Lay out every line of the records below as a numbered list, leaving out the blank lines and the pictures.

--- start Provided records ---

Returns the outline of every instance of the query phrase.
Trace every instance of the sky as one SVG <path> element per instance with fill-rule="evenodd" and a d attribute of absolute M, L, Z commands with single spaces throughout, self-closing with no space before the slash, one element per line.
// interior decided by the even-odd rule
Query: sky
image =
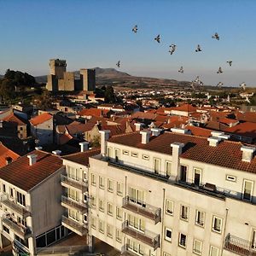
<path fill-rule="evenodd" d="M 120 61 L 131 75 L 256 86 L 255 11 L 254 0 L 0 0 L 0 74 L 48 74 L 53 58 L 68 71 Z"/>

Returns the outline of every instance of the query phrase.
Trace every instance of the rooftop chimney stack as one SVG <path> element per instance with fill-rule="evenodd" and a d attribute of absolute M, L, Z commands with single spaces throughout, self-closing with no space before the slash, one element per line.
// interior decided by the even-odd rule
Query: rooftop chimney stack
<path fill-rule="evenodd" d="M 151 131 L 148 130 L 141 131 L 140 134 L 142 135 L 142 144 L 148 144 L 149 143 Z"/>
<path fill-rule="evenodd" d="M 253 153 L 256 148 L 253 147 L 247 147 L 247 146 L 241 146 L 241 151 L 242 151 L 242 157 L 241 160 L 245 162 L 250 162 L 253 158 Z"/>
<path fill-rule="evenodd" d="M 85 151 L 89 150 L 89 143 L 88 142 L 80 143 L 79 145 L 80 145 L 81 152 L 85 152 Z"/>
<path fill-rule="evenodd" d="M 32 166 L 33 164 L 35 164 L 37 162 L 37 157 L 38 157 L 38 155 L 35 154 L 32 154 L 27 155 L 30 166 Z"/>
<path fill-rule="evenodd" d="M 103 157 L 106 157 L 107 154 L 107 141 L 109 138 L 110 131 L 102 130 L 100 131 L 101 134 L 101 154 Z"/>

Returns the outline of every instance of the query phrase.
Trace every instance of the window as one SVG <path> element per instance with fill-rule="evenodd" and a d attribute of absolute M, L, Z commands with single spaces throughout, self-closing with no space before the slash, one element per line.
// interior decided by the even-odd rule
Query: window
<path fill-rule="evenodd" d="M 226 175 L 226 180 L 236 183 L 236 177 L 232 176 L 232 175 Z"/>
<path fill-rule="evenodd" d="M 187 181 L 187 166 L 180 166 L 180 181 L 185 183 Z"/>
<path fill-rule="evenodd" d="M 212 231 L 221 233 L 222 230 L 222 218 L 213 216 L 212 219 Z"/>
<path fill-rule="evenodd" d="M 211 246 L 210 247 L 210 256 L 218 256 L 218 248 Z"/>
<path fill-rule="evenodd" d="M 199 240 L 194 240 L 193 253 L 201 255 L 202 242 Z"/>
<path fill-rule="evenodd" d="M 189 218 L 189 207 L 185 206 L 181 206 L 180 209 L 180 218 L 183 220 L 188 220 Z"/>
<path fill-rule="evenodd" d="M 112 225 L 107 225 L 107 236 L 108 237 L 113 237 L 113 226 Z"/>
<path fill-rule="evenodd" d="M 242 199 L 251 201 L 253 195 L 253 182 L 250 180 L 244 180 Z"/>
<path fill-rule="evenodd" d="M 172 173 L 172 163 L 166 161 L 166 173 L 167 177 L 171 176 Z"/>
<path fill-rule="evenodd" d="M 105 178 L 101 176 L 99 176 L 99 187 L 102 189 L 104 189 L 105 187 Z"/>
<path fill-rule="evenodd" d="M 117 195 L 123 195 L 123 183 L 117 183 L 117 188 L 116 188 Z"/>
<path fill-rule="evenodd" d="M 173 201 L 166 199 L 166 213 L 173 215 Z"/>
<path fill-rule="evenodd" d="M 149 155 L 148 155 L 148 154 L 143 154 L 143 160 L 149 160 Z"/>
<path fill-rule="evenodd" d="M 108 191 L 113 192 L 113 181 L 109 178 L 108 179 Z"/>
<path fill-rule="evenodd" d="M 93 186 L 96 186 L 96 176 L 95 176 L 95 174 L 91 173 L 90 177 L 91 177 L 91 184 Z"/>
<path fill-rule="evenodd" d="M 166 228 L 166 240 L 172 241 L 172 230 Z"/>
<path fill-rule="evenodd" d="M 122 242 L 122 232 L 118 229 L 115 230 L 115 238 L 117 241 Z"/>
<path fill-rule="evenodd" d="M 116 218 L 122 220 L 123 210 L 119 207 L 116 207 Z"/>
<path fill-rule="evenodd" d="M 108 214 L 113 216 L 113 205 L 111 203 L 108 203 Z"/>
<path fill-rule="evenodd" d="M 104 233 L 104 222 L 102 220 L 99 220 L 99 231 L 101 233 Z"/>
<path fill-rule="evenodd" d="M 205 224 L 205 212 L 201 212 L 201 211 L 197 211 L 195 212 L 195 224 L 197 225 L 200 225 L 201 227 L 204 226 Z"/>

--- end Provided records ---

Exercise output:
1. Returns the outline of every instance of the query phrase.
2. Trace every instance of the sky as one SVG <path> element per instance with fill-rule="evenodd" and a d attribute of absolute M, L, Z commands with single spaces throughout, self-closing with no space before the slash, one element per line.
3. // interior decided by the even-odd rule
4. Query: sky
5. image =
6. <path fill-rule="evenodd" d="M 120 61 L 131 75 L 256 86 L 255 11 L 254 0 L 0 0 L 0 74 L 48 74 L 53 58 L 68 71 Z"/>
7. Returns the outline of every instance of the query phrase.
8. Trace every instance of the rooftop chimney stack as one SVG <path> element per instance with fill-rule="evenodd" and a d attribute of absolute M, L, Z commands with single spaces throughout, self-closing with no space before the slash, one element per line.
9. // interior decided by the even-odd rule
10. Query: rooftop chimney stack
11. <path fill-rule="evenodd" d="M 151 131 L 148 130 L 141 131 L 140 134 L 142 135 L 142 144 L 148 144 L 149 143 Z"/>
12. <path fill-rule="evenodd" d="M 253 153 L 256 148 L 253 147 L 247 147 L 247 146 L 241 146 L 241 151 L 242 151 L 242 157 L 241 160 L 245 162 L 250 162 L 253 158 Z"/>
13. <path fill-rule="evenodd" d="M 85 151 L 89 150 L 89 143 L 88 142 L 80 143 L 79 145 L 80 145 L 81 152 L 85 152 Z"/>
14. <path fill-rule="evenodd" d="M 32 166 L 33 164 L 35 164 L 37 162 L 37 157 L 38 157 L 38 155 L 35 154 L 32 154 L 27 155 L 30 166 Z"/>
15. <path fill-rule="evenodd" d="M 103 157 L 106 157 L 107 154 L 107 141 L 109 138 L 110 131 L 102 130 L 100 131 L 101 134 L 101 154 Z"/>
16. Returns the outline of every instance of the query phrase.
17. Trace every instance of the window as one SVG <path> element per instance with fill-rule="evenodd" and a d attribute of absolute M, L, Z commands with single spaces throughout, self-closing with no space before the slash, one element per line.
18. // interior decided by the even-odd rule
19. Query: window
20. <path fill-rule="evenodd" d="M 226 175 L 226 180 L 236 183 L 236 177 L 232 176 L 232 175 Z"/>
21. <path fill-rule="evenodd" d="M 187 181 L 187 166 L 180 166 L 180 181 L 185 183 Z"/>
22. <path fill-rule="evenodd" d="M 212 231 L 221 233 L 222 230 L 222 218 L 213 216 L 212 219 Z"/>
23. <path fill-rule="evenodd" d="M 211 246 L 210 247 L 210 256 L 218 256 L 218 248 Z"/>
24. <path fill-rule="evenodd" d="M 199 240 L 194 240 L 193 253 L 201 255 L 202 242 Z"/>
25. <path fill-rule="evenodd" d="M 189 218 L 189 207 L 185 206 L 181 206 L 180 209 L 180 218 L 183 220 L 188 220 Z"/>
26. <path fill-rule="evenodd" d="M 112 225 L 107 225 L 107 236 L 108 237 L 113 237 L 113 226 Z"/>
27. <path fill-rule="evenodd" d="M 242 199 L 251 201 L 253 195 L 253 182 L 250 180 L 244 180 Z"/>
28. <path fill-rule="evenodd" d="M 172 173 L 172 163 L 166 161 L 166 173 L 167 177 L 171 176 Z"/>
29. <path fill-rule="evenodd" d="M 105 178 L 101 176 L 99 176 L 99 187 L 102 189 L 104 189 L 105 187 Z"/>
30. <path fill-rule="evenodd" d="M 117 195 L 123 195 L 123 183 L 117 183 L 117 188 L 116 188 Z"/>
31. <path fill-rule="evenodd" d="M 173 201 L 166 199 L 166 213 L 173 215 Z"/>
32. <path fill-rule="evenodd" d="M 149 155 L 148 155 L 148 154 L 143 154 L 143 160 L 149 160 Z"/>
33. <path fill-rule="evenodd" d="M 108 191 L 113 192 L 113 181 L 109 178 L 108 179 Z"/>
34. <path fill-rule="evenodd" d="M 93 186 L 96 186 L 96 176 L 95 176 L 95 174 L 91 173 L 90 177 L 91 177 L 91 184 Z"/>
35. <path fill-rule="evenodd" d="M 166 228 L 166 240 L 172 241 L 172 230 Z"/>
36. <path fill-rule="evenodd" d="M 122 242 L 122 232 L 118 229 L 115 230 L 115 238 L 117 241 Z"/>
37. <path fill-rule="evenodd" d="M 116 218 L 122 220 L 123 210 L 119 207 L 116 207 Z"/>
38. <path fill-rule="evenodd" d="M 108 214 L 113 216 L 113 205 L 111 203 L 108 203 Z"/>
39. <path fill-rule="evenodd" d="M 104 233 L 104 222 L 102 220 L 99 220 L 99 231 L 101 233 Z"/>
40. <path fill-rule="evenodd" d="M 205 224 L 205 212 L 201 212 L 201 211 L 197 211 L 195 212 L 195 224 L 197 225 L 200 225 L 201 227 L 204 226 Z"/>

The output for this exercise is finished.